GIVEN EXERCISE –
Convert the listing lines from the one containing "Please drop a marker on every instance of the cluster" through the one containing "<point>195,33</point>" into a JSON list of strings, one string per line, with blank lines left out.

DATA SECTION –
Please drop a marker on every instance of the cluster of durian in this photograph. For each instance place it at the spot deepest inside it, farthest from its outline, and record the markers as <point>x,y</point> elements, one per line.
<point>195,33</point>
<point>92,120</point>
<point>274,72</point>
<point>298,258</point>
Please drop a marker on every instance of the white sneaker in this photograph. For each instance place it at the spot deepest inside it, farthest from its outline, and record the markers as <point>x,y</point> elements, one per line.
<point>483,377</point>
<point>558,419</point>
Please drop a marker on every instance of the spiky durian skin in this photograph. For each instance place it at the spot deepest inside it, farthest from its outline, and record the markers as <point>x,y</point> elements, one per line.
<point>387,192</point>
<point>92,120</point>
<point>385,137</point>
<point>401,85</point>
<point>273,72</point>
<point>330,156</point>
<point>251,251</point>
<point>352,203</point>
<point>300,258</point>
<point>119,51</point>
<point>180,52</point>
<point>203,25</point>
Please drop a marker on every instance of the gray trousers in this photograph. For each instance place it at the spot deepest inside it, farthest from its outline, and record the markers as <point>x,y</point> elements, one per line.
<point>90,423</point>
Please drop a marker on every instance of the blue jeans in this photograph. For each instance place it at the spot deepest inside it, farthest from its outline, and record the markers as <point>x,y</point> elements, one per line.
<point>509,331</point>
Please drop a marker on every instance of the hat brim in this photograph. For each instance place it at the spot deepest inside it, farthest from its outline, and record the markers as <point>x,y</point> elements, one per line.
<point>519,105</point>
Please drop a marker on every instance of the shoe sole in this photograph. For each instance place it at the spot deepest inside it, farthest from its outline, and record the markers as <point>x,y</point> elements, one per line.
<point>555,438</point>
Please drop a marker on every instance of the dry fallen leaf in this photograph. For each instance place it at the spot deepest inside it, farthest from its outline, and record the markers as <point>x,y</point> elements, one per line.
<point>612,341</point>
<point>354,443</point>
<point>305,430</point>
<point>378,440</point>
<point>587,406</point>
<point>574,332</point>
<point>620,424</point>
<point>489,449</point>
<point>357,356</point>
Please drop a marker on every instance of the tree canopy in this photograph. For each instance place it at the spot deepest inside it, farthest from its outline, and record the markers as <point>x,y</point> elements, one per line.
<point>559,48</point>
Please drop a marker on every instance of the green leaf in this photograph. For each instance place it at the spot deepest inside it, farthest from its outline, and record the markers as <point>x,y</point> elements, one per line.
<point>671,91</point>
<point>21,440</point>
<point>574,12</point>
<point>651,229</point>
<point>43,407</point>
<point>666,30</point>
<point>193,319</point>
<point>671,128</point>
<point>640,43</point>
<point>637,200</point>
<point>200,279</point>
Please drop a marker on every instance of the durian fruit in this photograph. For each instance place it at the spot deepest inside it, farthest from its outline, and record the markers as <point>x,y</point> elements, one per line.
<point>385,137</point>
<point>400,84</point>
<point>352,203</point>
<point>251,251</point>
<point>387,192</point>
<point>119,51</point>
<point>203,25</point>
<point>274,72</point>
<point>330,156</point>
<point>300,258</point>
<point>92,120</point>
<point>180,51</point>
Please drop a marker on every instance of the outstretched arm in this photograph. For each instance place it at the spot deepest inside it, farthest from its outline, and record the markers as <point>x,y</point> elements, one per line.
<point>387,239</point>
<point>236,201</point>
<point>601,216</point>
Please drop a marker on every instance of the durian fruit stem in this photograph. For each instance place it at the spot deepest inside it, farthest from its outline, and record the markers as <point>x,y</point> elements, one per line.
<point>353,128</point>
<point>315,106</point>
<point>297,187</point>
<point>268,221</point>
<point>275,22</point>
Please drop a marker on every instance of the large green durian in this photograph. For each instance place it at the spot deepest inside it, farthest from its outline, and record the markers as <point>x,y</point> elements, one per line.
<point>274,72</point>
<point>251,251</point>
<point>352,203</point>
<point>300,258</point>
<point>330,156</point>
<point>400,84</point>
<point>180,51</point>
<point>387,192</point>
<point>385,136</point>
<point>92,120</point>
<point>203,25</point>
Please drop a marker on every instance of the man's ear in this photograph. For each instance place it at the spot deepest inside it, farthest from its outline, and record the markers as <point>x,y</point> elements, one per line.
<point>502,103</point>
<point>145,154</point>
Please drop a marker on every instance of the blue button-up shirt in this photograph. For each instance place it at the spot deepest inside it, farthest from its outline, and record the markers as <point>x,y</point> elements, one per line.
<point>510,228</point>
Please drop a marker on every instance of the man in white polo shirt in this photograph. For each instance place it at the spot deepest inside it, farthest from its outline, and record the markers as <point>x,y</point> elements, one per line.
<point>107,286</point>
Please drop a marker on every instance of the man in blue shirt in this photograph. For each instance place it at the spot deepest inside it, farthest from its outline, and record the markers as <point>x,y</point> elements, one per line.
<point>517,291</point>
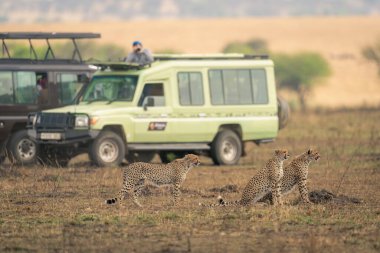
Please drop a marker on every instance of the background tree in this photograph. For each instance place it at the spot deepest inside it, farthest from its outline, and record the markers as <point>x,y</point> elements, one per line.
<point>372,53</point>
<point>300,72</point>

--

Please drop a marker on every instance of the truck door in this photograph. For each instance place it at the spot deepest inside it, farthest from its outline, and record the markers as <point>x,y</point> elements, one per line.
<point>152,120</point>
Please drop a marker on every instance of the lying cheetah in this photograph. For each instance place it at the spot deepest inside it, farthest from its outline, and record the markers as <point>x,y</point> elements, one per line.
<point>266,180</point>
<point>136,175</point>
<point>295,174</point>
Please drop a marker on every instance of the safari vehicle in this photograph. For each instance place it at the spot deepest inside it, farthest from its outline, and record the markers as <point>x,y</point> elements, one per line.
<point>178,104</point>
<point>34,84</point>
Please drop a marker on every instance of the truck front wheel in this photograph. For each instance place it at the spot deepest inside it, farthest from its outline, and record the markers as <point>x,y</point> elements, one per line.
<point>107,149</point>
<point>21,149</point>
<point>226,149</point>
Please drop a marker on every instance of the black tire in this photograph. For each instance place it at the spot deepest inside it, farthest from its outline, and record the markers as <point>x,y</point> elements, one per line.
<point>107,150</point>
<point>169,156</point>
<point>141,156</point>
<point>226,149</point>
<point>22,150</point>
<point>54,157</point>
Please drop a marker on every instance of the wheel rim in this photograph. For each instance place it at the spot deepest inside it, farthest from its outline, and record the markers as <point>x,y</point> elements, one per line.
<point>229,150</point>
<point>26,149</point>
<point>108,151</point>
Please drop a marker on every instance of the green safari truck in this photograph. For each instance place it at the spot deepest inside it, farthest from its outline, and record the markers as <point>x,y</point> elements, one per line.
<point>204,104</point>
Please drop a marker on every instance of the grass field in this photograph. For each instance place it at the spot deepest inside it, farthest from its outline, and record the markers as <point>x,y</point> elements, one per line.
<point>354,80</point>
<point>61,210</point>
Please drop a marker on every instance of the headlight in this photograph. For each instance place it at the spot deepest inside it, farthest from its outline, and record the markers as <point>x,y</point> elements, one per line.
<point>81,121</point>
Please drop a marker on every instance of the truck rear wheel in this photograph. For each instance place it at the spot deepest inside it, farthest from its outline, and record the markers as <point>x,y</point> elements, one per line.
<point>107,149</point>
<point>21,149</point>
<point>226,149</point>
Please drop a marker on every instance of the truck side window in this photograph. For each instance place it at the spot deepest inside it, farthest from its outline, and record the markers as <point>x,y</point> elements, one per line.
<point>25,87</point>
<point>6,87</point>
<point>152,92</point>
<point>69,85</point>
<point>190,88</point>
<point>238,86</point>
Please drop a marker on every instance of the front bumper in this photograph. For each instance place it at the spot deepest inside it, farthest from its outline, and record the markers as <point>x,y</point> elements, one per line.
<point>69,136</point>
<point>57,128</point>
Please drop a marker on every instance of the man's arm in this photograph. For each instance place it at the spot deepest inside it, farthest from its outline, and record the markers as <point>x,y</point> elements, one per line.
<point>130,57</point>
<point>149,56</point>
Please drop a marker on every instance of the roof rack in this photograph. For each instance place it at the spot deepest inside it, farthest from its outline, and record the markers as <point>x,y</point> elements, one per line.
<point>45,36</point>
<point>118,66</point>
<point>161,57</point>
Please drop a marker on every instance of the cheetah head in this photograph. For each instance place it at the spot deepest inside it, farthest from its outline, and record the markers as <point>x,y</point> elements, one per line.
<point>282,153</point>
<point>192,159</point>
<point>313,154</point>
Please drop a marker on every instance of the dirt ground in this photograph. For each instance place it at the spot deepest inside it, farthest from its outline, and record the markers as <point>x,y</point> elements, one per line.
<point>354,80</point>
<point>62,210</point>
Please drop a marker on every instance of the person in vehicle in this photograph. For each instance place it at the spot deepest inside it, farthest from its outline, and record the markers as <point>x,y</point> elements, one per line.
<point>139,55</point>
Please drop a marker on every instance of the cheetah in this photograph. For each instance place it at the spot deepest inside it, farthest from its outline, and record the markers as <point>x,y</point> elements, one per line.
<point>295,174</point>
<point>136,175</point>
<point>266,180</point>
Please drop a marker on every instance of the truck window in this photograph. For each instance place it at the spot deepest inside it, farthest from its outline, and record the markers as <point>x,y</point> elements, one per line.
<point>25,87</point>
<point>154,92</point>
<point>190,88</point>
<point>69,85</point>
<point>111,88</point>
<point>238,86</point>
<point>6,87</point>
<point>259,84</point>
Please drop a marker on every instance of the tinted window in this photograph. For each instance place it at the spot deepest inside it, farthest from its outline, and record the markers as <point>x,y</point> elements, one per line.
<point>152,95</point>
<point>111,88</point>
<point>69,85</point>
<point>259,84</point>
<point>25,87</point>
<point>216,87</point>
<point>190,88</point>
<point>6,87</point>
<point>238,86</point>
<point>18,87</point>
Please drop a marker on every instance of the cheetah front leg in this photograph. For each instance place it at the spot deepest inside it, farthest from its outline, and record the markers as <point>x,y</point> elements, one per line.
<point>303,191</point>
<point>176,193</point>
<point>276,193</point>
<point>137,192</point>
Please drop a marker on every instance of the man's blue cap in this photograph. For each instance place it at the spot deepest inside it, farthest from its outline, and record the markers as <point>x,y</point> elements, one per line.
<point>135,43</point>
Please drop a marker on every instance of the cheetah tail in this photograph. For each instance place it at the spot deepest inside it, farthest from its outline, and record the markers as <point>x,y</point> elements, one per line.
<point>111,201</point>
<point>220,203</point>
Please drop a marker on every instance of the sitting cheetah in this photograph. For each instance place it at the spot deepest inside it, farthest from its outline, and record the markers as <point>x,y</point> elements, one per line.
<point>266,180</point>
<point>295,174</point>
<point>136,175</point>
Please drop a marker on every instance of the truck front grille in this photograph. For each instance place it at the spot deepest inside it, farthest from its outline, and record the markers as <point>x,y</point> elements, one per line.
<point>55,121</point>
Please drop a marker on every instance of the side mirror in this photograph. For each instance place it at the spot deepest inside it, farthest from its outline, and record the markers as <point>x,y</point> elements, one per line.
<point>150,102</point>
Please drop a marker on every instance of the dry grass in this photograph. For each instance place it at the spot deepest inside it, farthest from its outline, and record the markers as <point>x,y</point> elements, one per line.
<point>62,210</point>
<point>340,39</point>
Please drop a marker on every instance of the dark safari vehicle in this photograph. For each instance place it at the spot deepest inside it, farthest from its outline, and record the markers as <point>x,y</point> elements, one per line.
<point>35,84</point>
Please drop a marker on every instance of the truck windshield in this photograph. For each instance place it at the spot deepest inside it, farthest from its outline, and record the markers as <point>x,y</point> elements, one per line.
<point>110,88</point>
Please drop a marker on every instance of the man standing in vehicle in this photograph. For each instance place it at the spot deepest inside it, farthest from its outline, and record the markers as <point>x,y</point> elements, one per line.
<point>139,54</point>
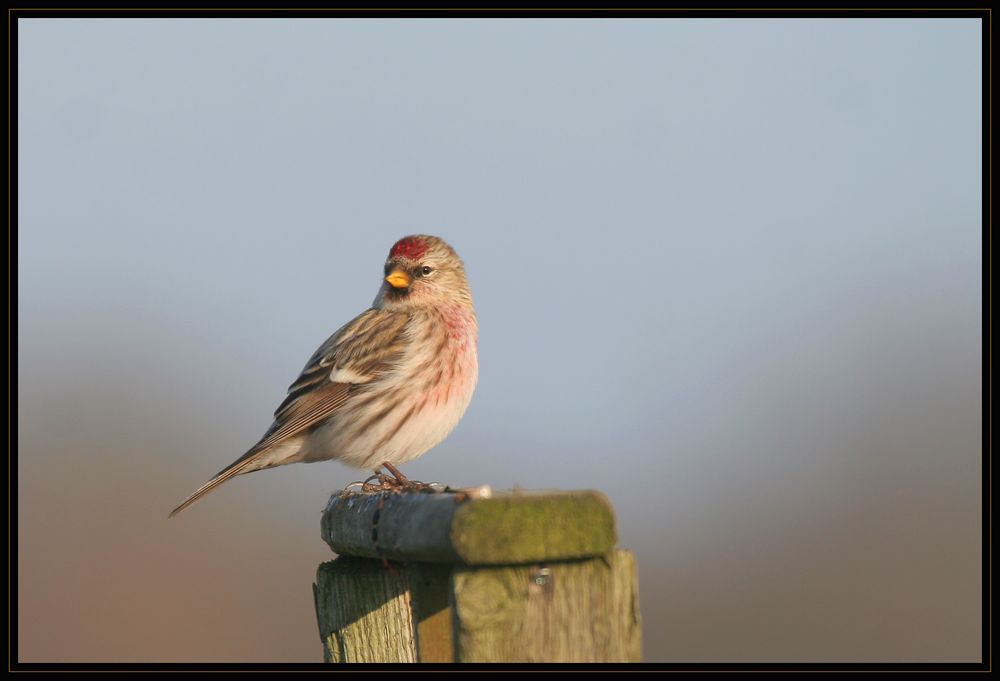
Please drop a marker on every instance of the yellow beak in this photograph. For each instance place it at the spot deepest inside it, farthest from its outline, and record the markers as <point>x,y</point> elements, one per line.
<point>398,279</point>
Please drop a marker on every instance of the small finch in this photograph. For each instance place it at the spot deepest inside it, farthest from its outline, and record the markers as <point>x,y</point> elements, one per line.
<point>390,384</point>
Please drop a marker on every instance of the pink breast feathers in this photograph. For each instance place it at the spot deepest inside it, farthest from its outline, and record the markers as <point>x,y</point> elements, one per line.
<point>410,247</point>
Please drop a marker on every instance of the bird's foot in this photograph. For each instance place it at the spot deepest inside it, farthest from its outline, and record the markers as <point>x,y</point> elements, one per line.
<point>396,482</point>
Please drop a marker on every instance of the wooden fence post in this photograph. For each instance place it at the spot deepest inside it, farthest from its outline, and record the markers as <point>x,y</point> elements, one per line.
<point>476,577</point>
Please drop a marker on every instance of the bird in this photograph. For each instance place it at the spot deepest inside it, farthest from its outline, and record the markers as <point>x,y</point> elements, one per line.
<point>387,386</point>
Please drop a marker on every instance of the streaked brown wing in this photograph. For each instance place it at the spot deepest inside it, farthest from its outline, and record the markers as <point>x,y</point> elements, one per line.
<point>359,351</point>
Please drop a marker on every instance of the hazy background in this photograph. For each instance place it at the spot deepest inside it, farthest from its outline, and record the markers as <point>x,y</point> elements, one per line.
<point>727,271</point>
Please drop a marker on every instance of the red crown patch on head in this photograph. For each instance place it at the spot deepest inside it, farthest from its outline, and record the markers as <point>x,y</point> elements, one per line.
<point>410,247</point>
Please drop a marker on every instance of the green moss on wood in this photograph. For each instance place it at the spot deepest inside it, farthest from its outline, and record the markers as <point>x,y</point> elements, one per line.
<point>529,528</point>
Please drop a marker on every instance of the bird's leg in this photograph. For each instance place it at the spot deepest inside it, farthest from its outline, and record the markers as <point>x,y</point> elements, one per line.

WRITTEN ANSWER –
[
  "Please drop a marker on every instance of the cluster of durian in this photograph. For each instance place it at the spot deepest inside it, farthest from its outline, and record the markers as <point>x,y</point> elements, one per line.",
  "<point>195,33</point>"
]